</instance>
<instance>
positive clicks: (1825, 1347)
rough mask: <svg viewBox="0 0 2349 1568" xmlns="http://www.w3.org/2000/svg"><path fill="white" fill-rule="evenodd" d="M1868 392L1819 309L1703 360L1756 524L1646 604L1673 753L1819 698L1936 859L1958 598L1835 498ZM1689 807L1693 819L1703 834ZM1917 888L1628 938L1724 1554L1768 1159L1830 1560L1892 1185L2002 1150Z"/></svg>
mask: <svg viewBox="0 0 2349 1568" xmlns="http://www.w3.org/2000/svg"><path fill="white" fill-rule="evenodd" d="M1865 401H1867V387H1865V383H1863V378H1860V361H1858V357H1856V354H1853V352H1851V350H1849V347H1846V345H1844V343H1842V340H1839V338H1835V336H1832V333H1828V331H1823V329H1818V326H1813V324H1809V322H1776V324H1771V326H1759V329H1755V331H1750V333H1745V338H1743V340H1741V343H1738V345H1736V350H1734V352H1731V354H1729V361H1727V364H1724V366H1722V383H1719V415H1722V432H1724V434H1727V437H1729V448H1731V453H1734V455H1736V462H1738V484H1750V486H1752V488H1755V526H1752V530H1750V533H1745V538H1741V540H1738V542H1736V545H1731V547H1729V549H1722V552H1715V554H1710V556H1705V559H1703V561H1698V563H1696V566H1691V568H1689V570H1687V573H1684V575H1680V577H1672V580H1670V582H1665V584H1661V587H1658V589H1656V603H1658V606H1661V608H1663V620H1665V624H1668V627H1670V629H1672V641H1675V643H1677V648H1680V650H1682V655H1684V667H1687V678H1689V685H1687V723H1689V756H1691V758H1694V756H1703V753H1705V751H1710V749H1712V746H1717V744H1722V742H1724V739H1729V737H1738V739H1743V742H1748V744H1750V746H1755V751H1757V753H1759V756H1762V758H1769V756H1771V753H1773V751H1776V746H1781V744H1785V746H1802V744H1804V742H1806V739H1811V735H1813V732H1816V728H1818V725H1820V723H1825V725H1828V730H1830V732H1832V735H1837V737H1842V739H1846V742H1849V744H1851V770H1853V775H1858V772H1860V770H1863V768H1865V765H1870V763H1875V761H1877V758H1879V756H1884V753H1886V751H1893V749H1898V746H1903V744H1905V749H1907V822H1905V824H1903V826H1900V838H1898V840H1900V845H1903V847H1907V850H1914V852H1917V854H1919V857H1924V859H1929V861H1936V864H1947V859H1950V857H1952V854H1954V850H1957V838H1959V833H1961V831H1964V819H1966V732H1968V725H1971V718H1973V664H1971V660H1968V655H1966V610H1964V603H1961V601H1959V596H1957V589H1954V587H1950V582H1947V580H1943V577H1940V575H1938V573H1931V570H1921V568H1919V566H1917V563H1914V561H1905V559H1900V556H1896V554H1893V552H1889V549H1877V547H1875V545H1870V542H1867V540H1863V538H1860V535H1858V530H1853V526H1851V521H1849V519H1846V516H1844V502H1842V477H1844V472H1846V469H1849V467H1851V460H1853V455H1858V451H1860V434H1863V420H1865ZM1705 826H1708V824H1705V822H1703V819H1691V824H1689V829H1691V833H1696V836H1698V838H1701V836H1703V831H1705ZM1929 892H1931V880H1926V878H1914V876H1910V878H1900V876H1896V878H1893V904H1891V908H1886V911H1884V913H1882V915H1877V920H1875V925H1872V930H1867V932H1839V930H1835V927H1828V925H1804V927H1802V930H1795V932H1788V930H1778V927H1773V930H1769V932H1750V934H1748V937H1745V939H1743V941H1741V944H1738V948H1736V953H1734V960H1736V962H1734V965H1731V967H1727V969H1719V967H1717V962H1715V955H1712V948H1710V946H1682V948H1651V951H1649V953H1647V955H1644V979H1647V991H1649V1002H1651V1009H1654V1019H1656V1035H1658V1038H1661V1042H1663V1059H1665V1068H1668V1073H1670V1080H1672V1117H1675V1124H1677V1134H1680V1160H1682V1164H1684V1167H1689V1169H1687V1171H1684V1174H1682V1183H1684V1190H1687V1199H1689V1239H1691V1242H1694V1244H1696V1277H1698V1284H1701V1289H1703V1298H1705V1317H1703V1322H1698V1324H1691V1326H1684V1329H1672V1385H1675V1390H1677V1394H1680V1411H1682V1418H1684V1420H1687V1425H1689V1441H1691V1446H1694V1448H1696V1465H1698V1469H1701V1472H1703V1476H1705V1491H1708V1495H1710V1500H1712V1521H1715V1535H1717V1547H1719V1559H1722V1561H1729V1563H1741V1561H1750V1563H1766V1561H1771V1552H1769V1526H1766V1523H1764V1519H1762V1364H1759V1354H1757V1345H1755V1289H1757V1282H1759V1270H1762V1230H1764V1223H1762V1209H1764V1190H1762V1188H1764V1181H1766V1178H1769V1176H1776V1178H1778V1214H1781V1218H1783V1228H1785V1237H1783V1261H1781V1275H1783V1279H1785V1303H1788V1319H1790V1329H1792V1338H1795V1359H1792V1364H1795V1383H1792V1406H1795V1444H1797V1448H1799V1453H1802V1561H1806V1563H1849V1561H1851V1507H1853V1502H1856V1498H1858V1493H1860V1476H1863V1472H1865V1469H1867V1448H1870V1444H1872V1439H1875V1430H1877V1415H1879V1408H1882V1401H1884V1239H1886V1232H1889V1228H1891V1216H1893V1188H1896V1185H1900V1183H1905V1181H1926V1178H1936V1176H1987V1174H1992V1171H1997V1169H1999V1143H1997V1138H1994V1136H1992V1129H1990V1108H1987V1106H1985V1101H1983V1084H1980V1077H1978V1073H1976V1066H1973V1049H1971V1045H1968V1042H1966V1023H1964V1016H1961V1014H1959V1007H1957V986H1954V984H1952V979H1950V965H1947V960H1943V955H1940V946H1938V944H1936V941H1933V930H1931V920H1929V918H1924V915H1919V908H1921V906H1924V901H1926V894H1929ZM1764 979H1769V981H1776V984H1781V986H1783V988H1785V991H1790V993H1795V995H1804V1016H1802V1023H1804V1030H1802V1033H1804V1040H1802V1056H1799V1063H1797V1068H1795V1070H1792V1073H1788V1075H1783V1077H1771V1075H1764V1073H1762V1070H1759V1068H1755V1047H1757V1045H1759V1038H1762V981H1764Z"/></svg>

What the task asks ▸
Reproduce the listing above verbatim, line for line and in its original order.

Task result ▸
</instance>
<instance>
positive clicks: (1825, 1347)
rough mask: <svg viewBox="0 0 2349 1568" xmlns="http://www.w3.org/2000/svg"><path fill="white" fill-rule="evenodd" d="M1868 392L1819 309L1703 360L1756 524L1646 604L1673 753L1819 698L1936 859L1958 598L1835 498ZM1689 807L1693 819L1703 834ZM1917 888L1628 938L1724 1554L1768 1159L1830 1560L1892 1185L2002 1150Z"/></svg>
mask: <svg viewBox="0 0 2349 1568" xmlns="http://www.w3.org/2000/svg"><path fill="white" fill-rule="evenodd" d="M1865 401H1867V387H1865V383H1863V378H1860V361H1858V357H1856V354H1853V352H1851V350H1849V347H1846V345H1844V343H1842V340H1839V338H1835V336H1832V333H1828V331H1823V329H1818V326H1813V324H1809V322H1776V324H1771V326H1759V329H1755V331H1750V333H1745V338H1743V340H1741V343H1738V345H1736V350H1734V352H1731V354H1729V361H1727V364H1724V366H1722V383H1719V415H1722V432H1724V434H1727V437H1729V448H1731V453H1734V455H1736V462H1738V484H1750V486H1752V488H1755V526H1752V530H1750V533H1745V538H1741V540H1738V542H1736V545H1731V547H1729V549H1722V552H1715V554H1710V556H1705V559H1703V561H1698V563H1696V566H1691V568H1689V570H1687V573H1684V575H1680V577H1672V580H1670V582H1665V584H1661V587H1658V589H1656V603H1658V606H1661V608H1663V620H1665V624H1668V627H1670V629H1672V641H1675V643H1677V648H1680V650H1682V655H1684V667H1687V678H1689V685H1687V723H1689V756H1691V758H1694V756H1703V753H1705V751H1710V749H1712V746H1717V744H1722V742H1724V739H1729V737H1738V739H1743V742H1748V744H1750V746H1755V751H1757V753H1759V756H1762V758H1769V756H1771V753H1773V751H1776V746H1781V744H1785V746H1802V744H1804V742H1806V739H1811V735H1813V732H1816V728H1818V725H1820V723H1825V725H1828V730H1830V732H1832V735H1837V737H1842V739H1846V742H1849V744H1851V770H1853V775H1858V772H1860V770H1863V768H1865V765H1870V763H1875V761H1877V758H1879V756H1884V753H1886V751H1893V749H1898V746H1903V744H1905V749H1907V822H1905V824H1903V826H1900V838H1898V840H1900V845H1903V847H1907V850H1914V852H1917V854H1919V857H1924V859H1929V861H1936V864H1947V859H1950V857H1952V854H1954V850H1957V838H1959V833H1961V831H1964V819H1966V732H1968V725H1971V718H1973V664H1971V660H1968V655H1966V610H1964V603H1961V601H1959V596H1957V589H1954V587H1950V582H1947V580H1943V577H1940V575H1938V573H1931V570H1921V568H1919V566H1917V563H1914V561H1905V559H1900V556H1896V554H1893V552H1889V549H1877V547H1875V545H1870V542H1867V540H1863V538H1860V535H1858V530H1853V526H1851V521H1849V519H1846V516H1844V502H1842V477H1844V472H1846V469H1849V467H1851V460H1853V455H1858V451H1860V434H1863V420H1865ZM1705 826H1708V824H1705V822H1703V819H1691V824H1689V829H1691V833H1696V836H1698V838H1701V836H1703V831H1705ZM1929 892H1931V880H1926V878H1914V876H1910V878H1900V876H1896V878H1893V904H1891V908H1886V911H1884V913H1882V915H1877V920H1875V925H1872V930H1867V932H1839V930H1835V927H1828V925H1804V927H1802V930H1795V932H1788V930H1778V927H1773V930H1769V932H1750V934H1748V937H1745V939H1743V941H1741V944H1738V948H1736V953H1734V960H1736V962H1734V965H1731V967H1727V969H1719V967H1717V962H1715V955H1712V948H1710V946H1682V948H1651V951H1649V953H1647V955H1644V979H1647V991H1649V1002H1651V1009H1654V1019H1656V1035H1658V1038H1661V1042H1663V1059H1665V1068H1668V1073H1670V1080H1672V1117H1675V1124H1677V1134H1680V1160H1682V1164H1684V1167H1689V1169H1687V1171H1684V1174H1682V1183H1684V1190H1687V1199H1689V1239H1691V1242H1694V1244H1696V1277H1698V1284H1701V1289H1703V1298H1705V1317H1703V1322H1698V1324H1691V1326H1684V1329H1672V1385H1675V1390H1677V1394H1680V1411H1682V1418H1684V1420H1687V1425H1689V1441H1691V1446H1694V1448H1696V1465H1698V1469H1701V1472H1703V1476H1705V1491H1708V1495H1710V1500H1712V1521H1715V1535H1717V1547H1719V1559H1722V1561H1729V1563H1741V1561H1750V1563H1766V1561H1771V1552H1769V1526H1766V1523H1764V1519H1762V1364H1759V1354H1757V1345H1755V1289H1757V1282H1759V1270H1762V1230H1764V1223H1762V1209H1764V1190H1762V1188H1764V1181H1766V1178H1769V1176H1776V1178H1778V1214H1781V1218H1783V1228H1785V1237H1783V1261H1781V1275H1783V1279H1785V1303H1788V1319H1790V1329H1792V1338H1795V1359H1792V1364H1795V1383H1792V1406H1795V1444H1797V1448H1799V1453H1802V1561H1806V1563H1849V1561H1851V1507H1853V1502H1856V1498H1858V1493H1860V1476H1863V1472H1865V1469H1867V1448H1870V1444H1872V1439H1875V1430H1877V1415H1879V1408H1882V1401H1884V1239H1886V1232H1889V1228H1891V1216H1893V1188H1896V1185H1900V1183H1905V1181H1926V1178H1936V1176H1987V1174H1992V1171H1997V1169H1999V1143H1997V1138H1994V1136H1992V1129H1990V1108H1987V1106H1985V1101H1983V1084H1980V1077H1978V1073H1976V1066H1973V1049H1971V1045H1968V1042H1966V1023H1964V1016H1961V1014H1959V1007H1957V986H1954V984H1952V979H1950V965H1947V960H1943V955H1940V946H1938V944H1936V941H1933V930H1931V920H1929V918H1924V915H1919V908H1921V906H1924V901H1926V894H1929ZM1764 979H1769V981H1776V984H1781V986H1783V988H1785V991H1790V993H1795V995H1804V1016H1802V1023H1804V1030H1802V1033H1804V1040H1802V1056H1799V1063H1797V1068H1795V1070H1792V1073H1788V1075H1783V1077H1771V1075H1764V1073H1762V1070H1759V1068H1755V1047H1757V1045H1759V1038H1762V981H1764Z"/></svg>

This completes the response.